## Tasks for this exercise
1 – In the tiller oil drain thread, how long has wjjones been running the tiller with grease in the gear case?
2 – Write the next part of the tiller oil drain thread, continuing after the last line shown with the reply from jhngardner367.

## Extract
# Troy-Bilt Horse Tiller oil drain mystery



## Bombur (Apr 14, 2014)

I just bought an older Horse and noticed the gear oil in the drive train for the blades has water emulsion in it. Can't find a drain plug. How to drain this oil??

THanks for any responses


----------



## wjjones (May 28, 2010)

Bombur said:


> I just bought an older Horse and noticed the gear oil in the drive train for the blades has water emulsion in it. Can't find a drain plug. How to drain this oil??
> 
> THanks for any responses




Not sure on the drain location maybe somewhere around the lower end underneath. I had the same problem with an old tiller my wifes grandfather gave me. I drilled, tapped, and put in a grease zerk I just put general purpose grease in it now it helps with keeping water out, and the thinner oil leaking out. I have been running it this way for 10 years, and it does fine with the grease.


----------



## jhngardner367 (Apr 5, 2011)

## Dataset items
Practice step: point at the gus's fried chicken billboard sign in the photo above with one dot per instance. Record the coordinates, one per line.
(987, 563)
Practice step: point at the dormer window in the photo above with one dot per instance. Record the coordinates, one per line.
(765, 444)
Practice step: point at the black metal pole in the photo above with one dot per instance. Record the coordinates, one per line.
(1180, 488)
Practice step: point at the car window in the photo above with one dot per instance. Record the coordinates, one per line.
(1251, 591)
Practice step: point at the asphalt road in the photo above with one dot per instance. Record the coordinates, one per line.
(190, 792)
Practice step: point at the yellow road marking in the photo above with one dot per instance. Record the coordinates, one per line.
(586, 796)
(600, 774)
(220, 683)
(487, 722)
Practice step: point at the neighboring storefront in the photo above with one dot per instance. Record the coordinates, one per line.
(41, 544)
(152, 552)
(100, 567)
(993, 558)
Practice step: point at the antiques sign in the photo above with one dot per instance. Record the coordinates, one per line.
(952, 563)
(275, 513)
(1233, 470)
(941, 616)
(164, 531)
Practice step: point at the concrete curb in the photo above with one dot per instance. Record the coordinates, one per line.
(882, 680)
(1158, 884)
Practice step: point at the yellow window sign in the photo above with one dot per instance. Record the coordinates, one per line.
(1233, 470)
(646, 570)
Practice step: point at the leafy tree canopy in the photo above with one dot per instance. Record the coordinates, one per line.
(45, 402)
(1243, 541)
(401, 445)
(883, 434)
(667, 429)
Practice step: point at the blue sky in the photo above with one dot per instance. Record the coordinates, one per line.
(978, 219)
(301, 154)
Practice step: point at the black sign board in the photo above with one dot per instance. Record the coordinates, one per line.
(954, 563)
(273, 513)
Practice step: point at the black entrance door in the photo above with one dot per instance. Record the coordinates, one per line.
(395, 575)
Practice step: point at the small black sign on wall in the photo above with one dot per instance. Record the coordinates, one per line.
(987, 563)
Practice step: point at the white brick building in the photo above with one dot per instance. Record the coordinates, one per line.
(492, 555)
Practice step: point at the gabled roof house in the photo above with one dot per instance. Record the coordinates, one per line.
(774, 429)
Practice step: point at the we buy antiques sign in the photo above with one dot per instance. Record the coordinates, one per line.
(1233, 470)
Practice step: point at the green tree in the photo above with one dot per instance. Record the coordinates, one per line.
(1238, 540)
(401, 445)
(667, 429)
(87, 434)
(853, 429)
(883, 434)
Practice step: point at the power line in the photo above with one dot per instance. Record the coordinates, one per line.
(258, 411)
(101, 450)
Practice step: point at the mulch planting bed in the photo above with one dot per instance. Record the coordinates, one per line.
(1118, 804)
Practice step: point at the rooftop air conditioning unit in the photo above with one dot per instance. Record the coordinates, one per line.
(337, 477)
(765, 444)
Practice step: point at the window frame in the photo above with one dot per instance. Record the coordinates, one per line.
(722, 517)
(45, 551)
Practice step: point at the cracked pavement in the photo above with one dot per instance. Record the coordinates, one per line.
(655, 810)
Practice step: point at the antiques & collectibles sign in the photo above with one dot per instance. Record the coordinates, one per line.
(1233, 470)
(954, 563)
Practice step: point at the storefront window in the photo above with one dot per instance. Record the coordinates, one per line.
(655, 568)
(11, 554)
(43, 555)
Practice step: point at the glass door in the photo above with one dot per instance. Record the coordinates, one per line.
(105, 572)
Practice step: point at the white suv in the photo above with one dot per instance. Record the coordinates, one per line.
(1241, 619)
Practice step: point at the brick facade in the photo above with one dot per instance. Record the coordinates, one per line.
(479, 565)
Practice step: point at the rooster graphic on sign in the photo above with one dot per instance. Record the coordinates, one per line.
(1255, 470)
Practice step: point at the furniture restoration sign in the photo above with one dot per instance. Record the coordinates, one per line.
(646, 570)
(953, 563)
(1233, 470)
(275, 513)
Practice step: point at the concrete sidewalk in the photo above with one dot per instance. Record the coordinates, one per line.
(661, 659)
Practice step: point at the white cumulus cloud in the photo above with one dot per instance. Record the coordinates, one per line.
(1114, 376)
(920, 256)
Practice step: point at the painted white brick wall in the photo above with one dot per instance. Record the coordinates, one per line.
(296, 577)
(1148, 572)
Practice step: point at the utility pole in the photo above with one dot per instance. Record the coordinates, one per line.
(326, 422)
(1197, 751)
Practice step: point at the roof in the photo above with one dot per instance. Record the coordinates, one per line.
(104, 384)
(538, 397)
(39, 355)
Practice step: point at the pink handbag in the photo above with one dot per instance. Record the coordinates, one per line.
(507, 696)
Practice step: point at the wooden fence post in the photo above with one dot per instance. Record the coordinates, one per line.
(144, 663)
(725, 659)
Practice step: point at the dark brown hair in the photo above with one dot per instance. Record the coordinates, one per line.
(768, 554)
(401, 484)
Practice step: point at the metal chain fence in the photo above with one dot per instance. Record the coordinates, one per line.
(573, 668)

## Solved problems
1 – For 10 years.

2 –
Look on the left side of the gearbox(from rear),where the axle shaft comes out. Just below it is a drain plug,and just above the axle, is the fill plug


----------



## Bombur (Apr 14, 2014)

*Troy Bilt Horse tiller oil drain mystery*

The oil I need to drain lubricates the tines gears. I believe this oil is separate from the drive wheels oil, which I already changed. The oil on the flat dipstick is light brown and cloudy


----------



## jhngardner367 (Apr 5, 2011)

The axle I'm talking of is the TINE axle,not the drive axle.

They are fed from the same oil,but the gearbox for the tines is where it's drained/filled from.check this link.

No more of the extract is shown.